> **Work request**
Without the pictures, reproduce the records that follow exactly.

(Referring expression pointing data)

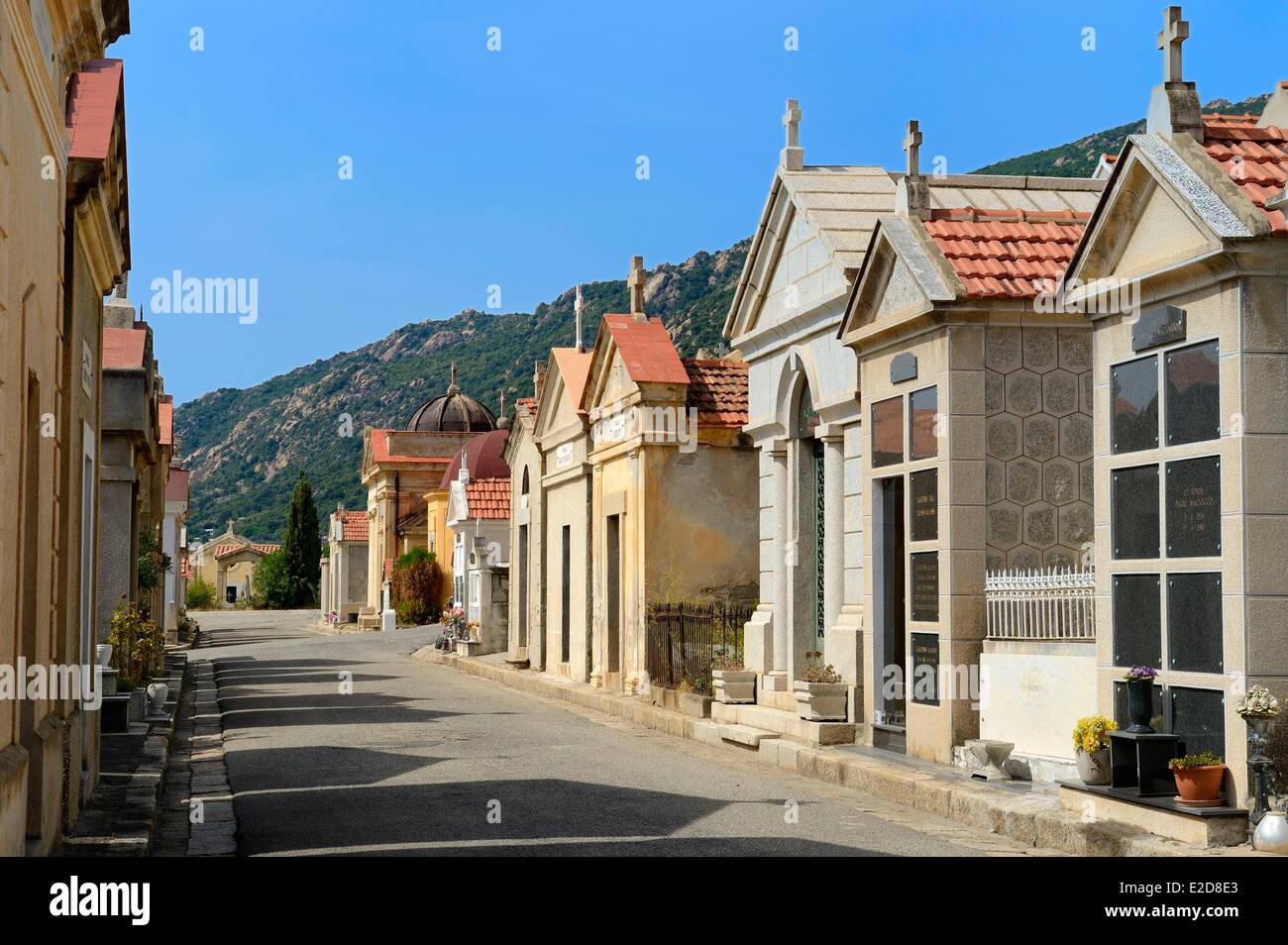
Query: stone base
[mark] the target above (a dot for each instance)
(787, 724)
(1210, 827)
(694, 704)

> **Solution to this problem**
Query: stone base
[mark] the target above (a dot for each instance)
(787, 724)
(1210, 827)
(694, 704)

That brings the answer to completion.